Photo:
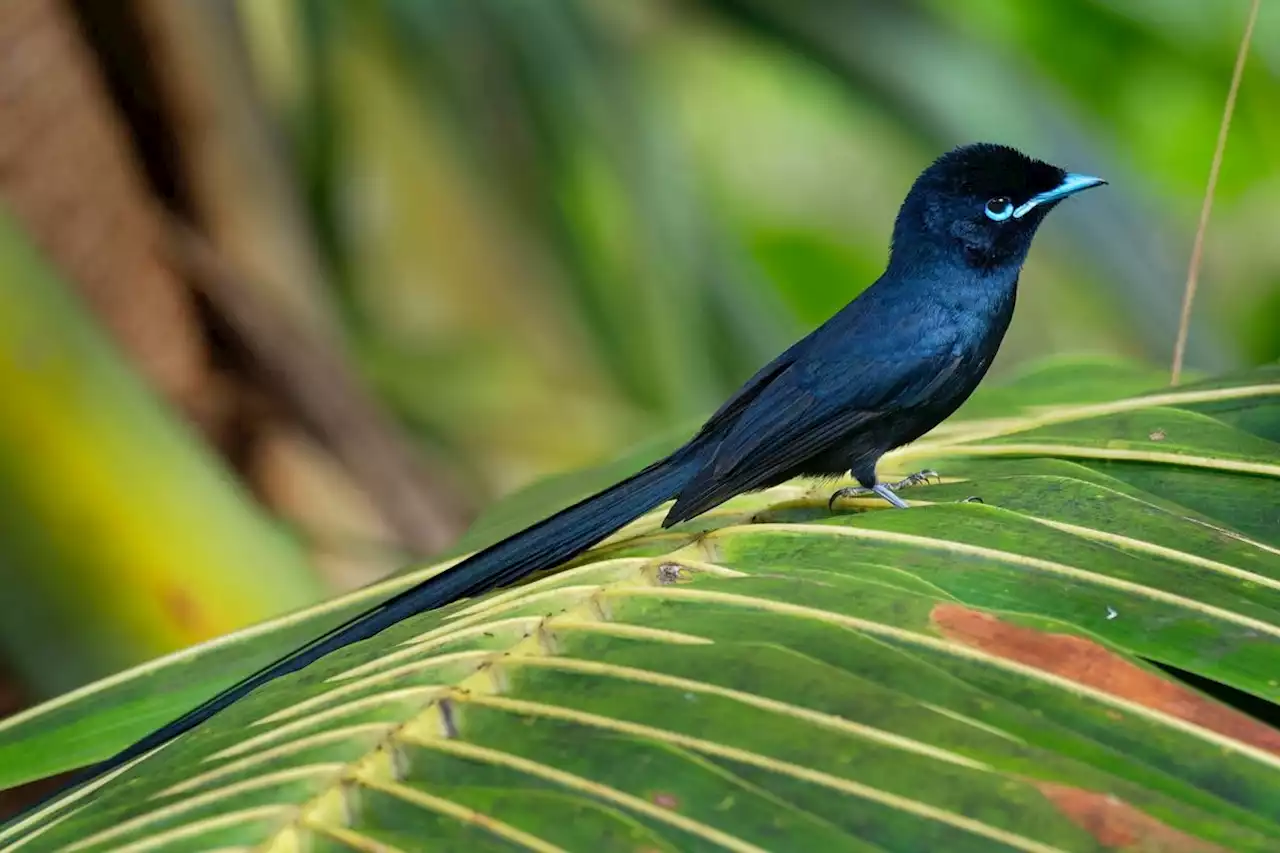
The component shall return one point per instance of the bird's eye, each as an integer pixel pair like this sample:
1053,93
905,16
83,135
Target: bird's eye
999,209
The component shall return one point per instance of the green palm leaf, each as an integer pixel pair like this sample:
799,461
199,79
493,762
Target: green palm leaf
960,676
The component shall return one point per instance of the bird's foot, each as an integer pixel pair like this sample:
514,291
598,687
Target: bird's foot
915,479
885,489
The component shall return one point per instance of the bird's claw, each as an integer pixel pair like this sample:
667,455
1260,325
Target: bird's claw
915,479
858,491
849,491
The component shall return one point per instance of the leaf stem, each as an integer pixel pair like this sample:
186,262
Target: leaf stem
1198,245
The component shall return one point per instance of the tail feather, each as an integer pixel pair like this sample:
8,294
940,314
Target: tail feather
543,546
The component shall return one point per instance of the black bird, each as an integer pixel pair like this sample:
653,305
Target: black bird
881,373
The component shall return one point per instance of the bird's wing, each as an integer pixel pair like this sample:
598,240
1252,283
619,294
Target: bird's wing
805,410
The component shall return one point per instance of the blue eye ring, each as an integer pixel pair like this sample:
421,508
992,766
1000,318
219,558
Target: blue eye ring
999,209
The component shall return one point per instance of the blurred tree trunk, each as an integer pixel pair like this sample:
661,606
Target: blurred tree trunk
135,156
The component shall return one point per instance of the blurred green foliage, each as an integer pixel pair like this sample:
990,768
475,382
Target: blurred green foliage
562,226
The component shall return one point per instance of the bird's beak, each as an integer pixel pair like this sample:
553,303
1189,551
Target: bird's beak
1072,183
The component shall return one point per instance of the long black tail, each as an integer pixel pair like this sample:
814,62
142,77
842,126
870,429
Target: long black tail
543,546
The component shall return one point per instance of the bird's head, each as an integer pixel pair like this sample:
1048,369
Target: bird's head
981,204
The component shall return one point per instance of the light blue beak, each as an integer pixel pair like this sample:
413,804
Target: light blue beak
1072,183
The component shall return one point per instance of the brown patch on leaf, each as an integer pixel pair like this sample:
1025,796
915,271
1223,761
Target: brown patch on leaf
1087,662
1115,822
666,799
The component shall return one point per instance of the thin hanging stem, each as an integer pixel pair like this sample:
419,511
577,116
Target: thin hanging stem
1198,245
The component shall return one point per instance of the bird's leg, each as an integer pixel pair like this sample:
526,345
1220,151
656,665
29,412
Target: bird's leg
883,489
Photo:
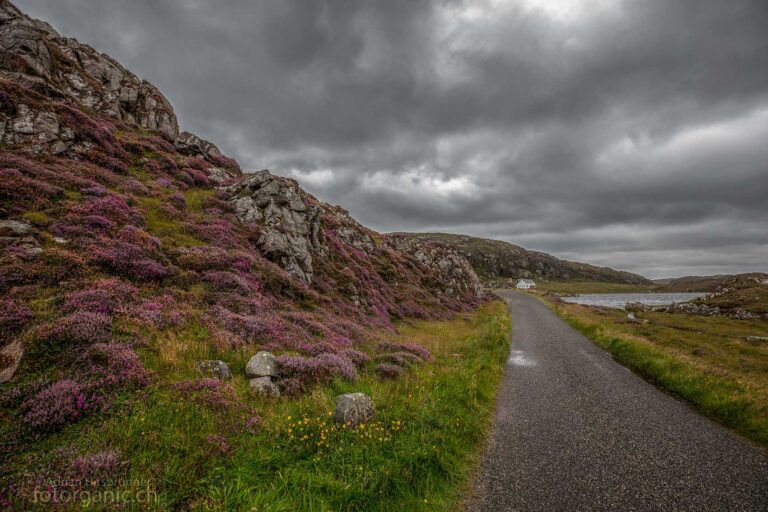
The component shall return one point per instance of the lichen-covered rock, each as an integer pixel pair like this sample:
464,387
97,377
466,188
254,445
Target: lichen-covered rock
354,408
261,365
190,144
265,387
19,238
289,220
215,368
456,275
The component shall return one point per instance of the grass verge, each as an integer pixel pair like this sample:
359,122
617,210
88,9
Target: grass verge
192,454
705,360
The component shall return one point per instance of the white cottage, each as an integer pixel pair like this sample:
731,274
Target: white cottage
525,284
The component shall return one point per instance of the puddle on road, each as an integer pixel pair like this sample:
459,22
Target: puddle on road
517,358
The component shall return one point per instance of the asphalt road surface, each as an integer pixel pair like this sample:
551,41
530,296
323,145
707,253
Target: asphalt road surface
574,430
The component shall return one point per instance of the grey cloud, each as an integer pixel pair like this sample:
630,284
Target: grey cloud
631,136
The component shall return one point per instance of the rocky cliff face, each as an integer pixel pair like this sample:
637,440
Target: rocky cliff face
118,223
454,272
493,259
52,77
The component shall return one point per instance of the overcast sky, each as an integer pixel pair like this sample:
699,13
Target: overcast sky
632,134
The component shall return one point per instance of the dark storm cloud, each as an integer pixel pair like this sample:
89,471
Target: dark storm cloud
623,133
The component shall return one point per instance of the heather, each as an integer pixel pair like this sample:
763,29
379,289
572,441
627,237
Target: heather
204,442
135,264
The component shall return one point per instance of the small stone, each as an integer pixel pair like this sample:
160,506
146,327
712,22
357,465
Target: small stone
265,387
15,228
214,368
354,408
261,365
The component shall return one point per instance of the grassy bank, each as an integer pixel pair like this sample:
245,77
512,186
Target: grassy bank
706,360
206,449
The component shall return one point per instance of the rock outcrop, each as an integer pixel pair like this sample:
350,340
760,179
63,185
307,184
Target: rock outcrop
289,221
296,230
495,259
456,275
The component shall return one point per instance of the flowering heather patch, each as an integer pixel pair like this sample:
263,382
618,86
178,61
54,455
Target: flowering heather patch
112,206
55,264
388,371
204,258
114,364
224,340
160,311
146,270
197,163
159,144
413,348
263,328
13,317
63,402
107,161
163,182
405,359
79,328
226,162
305,372
96,467
134,187
7,105
95,191
25,193
213,393
253,423
107,296
199,178
178,201
218,232
358,358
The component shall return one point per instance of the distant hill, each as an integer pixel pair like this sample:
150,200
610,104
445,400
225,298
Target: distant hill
494,259
692,283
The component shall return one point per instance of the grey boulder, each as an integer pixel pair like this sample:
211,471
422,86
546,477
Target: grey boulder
261,365
215,368
265,387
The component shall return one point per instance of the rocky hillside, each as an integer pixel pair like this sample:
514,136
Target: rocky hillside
493,259
745,292
118,230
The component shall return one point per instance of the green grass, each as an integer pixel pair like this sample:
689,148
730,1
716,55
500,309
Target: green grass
705,360
172,232
578,287
418,454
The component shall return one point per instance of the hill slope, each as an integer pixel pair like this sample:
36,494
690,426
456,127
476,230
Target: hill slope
494,259
119,232
748,292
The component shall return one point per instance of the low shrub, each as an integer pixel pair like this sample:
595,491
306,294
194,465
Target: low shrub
63,402
13,317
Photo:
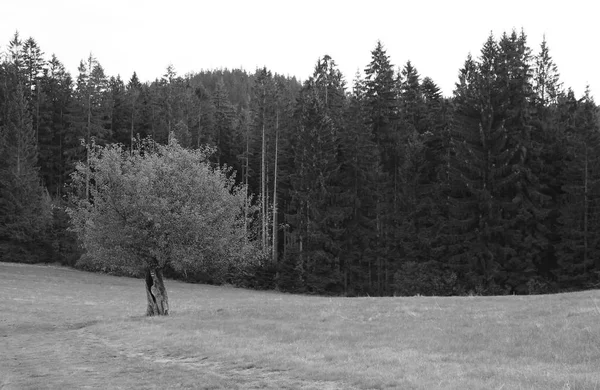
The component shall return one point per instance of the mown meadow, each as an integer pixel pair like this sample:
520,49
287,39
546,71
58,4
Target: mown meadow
62,328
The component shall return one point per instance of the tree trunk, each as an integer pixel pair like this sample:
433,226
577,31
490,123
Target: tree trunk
158,302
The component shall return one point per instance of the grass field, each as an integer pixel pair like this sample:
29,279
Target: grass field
62,328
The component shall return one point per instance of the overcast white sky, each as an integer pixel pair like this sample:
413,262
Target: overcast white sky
289,36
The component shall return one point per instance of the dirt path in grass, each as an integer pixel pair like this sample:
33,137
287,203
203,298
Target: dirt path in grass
45,356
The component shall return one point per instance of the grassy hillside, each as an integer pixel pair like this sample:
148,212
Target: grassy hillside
61,328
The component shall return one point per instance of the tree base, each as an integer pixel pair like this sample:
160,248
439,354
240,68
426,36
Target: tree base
158,302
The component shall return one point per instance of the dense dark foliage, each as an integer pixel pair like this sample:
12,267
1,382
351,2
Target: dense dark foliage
384,188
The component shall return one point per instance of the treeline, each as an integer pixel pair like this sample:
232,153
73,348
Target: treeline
384,187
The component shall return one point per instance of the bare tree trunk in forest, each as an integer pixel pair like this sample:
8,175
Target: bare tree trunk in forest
275,191
585,212
246,181
37,114
131,130
199,125
89,136
158,302
263,189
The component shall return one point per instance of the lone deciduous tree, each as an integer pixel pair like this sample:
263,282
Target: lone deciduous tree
157,206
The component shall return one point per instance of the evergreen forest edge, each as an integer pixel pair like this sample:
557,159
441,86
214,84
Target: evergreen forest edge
384,187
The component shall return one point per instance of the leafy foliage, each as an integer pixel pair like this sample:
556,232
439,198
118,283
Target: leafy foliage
157,206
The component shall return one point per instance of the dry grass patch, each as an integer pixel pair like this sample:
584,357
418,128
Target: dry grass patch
62,328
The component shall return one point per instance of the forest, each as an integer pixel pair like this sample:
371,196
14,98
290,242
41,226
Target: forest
379,187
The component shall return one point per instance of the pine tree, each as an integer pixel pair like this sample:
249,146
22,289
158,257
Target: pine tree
316,218
381,103
56,87
24,204
580,215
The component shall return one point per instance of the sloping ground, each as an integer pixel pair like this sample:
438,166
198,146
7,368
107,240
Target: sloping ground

========

▶ Requirement
Using the listing above, pull out all lines that hold the word "ground".

▶ Written response
The component shall return one point per instance of the sloping ground, each as an integer pixel pair like this sample:
Target: sloping ground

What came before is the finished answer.